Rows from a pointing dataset
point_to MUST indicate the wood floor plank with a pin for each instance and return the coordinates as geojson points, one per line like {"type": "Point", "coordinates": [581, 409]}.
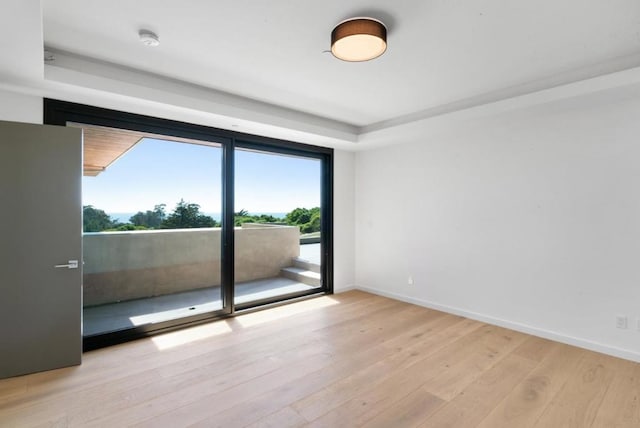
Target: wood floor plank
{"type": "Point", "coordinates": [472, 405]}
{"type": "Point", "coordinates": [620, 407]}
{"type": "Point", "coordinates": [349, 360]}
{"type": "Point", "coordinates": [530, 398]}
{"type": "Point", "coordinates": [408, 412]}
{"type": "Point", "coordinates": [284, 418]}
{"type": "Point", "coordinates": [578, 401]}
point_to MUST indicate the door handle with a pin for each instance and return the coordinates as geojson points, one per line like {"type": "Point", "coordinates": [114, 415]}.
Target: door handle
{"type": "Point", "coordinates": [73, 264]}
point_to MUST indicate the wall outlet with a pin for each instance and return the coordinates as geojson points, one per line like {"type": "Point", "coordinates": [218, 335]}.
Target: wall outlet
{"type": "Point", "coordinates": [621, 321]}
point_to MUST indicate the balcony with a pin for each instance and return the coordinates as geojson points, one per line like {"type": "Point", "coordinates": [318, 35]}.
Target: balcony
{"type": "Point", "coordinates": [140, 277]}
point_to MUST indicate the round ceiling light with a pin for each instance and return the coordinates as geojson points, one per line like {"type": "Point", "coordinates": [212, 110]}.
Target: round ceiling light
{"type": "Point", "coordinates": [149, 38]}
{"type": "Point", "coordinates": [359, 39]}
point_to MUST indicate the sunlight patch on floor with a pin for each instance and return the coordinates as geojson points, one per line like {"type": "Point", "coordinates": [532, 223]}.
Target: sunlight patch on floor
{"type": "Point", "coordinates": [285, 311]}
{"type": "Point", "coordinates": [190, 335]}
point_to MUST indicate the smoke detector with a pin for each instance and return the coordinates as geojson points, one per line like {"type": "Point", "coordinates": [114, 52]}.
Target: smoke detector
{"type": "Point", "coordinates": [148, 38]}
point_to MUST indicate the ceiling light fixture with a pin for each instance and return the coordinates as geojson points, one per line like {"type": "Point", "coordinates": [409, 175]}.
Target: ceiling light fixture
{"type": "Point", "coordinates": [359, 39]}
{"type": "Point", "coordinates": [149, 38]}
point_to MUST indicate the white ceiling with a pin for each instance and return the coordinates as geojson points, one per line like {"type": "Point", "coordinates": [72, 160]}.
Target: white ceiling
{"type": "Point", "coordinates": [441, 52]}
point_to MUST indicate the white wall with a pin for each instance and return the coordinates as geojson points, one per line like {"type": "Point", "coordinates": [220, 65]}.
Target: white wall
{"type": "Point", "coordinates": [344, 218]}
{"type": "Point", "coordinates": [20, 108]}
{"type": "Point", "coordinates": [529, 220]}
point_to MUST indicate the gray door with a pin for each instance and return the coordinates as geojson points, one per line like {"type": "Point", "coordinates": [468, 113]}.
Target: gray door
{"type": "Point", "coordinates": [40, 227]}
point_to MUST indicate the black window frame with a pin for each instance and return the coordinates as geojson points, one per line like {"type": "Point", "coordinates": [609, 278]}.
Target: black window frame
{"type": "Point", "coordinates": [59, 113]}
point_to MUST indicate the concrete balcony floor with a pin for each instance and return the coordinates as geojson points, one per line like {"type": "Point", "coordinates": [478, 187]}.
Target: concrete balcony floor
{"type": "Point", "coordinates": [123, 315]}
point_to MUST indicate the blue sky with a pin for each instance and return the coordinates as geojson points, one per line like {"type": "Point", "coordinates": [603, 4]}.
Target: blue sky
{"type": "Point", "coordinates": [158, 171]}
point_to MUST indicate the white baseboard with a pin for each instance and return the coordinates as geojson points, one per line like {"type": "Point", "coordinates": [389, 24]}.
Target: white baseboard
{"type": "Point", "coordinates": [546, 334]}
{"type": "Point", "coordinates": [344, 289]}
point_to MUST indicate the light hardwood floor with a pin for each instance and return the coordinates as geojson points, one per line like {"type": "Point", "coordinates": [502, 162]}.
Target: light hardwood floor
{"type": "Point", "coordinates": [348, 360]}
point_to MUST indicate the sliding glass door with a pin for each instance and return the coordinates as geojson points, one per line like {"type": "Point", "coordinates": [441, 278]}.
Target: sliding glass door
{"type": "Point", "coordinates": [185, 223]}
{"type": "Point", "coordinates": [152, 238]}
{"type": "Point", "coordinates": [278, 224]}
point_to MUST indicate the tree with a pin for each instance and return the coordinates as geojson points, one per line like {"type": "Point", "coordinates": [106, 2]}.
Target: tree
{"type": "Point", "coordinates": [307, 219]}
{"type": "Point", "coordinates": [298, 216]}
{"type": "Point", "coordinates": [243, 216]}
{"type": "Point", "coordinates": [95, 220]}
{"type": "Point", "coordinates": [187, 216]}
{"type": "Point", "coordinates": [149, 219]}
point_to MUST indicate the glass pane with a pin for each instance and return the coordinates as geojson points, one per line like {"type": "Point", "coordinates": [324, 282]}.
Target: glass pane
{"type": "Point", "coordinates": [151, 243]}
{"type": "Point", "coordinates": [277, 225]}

...

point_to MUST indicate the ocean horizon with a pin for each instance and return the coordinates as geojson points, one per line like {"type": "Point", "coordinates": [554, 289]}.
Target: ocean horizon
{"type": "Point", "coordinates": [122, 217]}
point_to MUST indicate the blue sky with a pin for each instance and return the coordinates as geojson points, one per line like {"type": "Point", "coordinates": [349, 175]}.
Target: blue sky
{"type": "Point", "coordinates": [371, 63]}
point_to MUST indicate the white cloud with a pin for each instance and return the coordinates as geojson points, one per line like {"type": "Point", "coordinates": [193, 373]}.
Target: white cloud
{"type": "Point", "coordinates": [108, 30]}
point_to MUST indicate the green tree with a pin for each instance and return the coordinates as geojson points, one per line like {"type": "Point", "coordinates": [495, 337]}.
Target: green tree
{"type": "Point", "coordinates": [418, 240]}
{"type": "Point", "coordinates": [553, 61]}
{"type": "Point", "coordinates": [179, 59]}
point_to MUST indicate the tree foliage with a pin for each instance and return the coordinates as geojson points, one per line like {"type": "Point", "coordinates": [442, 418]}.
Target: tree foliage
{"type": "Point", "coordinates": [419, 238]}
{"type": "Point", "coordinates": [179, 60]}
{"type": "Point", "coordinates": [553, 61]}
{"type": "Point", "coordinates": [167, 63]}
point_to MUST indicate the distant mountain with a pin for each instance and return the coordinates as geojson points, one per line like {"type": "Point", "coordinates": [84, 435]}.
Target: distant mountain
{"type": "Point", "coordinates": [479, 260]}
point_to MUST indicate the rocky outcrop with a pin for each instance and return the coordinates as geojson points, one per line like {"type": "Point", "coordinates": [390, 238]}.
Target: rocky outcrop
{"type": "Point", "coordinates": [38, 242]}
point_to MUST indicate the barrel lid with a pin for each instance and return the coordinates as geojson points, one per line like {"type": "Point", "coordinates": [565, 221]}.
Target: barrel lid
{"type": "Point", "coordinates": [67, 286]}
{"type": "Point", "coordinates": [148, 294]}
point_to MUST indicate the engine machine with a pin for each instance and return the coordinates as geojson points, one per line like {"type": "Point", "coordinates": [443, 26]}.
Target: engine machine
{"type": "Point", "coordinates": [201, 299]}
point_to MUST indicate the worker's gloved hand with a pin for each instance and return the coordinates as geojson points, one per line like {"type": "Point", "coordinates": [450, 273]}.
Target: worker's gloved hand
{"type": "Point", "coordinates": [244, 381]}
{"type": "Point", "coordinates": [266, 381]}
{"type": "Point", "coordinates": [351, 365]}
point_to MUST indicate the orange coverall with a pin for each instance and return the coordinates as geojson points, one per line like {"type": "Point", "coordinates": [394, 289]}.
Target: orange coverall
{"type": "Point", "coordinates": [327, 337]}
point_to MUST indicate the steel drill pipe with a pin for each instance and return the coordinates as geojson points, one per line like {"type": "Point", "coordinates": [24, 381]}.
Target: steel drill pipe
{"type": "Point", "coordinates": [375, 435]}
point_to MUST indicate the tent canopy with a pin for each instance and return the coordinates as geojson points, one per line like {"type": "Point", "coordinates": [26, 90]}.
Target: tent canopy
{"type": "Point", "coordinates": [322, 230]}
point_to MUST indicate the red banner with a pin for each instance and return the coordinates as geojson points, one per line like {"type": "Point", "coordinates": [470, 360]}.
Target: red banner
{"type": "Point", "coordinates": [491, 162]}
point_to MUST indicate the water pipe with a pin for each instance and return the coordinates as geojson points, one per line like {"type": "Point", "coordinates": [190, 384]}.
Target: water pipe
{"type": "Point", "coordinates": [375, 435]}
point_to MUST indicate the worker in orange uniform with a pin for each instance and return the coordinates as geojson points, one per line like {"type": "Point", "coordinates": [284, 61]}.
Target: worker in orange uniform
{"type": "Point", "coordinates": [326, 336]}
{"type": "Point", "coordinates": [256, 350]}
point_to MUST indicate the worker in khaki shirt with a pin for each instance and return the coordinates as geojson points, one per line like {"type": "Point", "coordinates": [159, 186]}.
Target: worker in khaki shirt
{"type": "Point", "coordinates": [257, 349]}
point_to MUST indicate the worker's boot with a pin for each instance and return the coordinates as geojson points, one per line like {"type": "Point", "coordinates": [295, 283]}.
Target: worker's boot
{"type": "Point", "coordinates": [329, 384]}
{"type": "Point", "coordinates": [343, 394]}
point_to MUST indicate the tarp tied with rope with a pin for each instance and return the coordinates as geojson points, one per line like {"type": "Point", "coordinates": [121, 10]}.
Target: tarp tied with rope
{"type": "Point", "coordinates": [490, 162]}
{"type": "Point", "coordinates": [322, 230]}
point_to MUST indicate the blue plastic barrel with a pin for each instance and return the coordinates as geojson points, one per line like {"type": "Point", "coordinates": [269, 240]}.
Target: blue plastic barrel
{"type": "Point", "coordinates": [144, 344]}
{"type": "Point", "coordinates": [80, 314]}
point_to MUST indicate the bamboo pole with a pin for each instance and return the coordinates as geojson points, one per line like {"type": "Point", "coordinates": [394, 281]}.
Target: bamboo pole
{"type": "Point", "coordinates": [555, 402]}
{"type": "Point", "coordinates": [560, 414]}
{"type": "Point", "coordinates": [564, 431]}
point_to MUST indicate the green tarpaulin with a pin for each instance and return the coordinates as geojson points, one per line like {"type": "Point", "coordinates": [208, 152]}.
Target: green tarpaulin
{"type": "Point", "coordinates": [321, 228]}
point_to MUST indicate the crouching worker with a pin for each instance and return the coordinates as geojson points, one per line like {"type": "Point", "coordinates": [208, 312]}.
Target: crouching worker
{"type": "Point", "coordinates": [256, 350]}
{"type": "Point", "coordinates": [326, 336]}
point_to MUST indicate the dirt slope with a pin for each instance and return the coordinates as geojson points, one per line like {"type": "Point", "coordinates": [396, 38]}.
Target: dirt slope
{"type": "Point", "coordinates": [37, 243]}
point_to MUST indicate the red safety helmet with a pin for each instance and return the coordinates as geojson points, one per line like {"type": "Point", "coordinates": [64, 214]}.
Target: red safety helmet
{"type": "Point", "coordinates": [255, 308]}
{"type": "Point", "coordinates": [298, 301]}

■ **What you need to do**: Pull out every line of the records that contains the string "plank", matching case exactly.

■ **Exercise output**:
point_to MUST indicate the wood floor plank with a pin for each instance and return the coordinates as geojson points, one per line like {"type": "Point", "coordinates": [581, 409]}.
Target: wood floor plank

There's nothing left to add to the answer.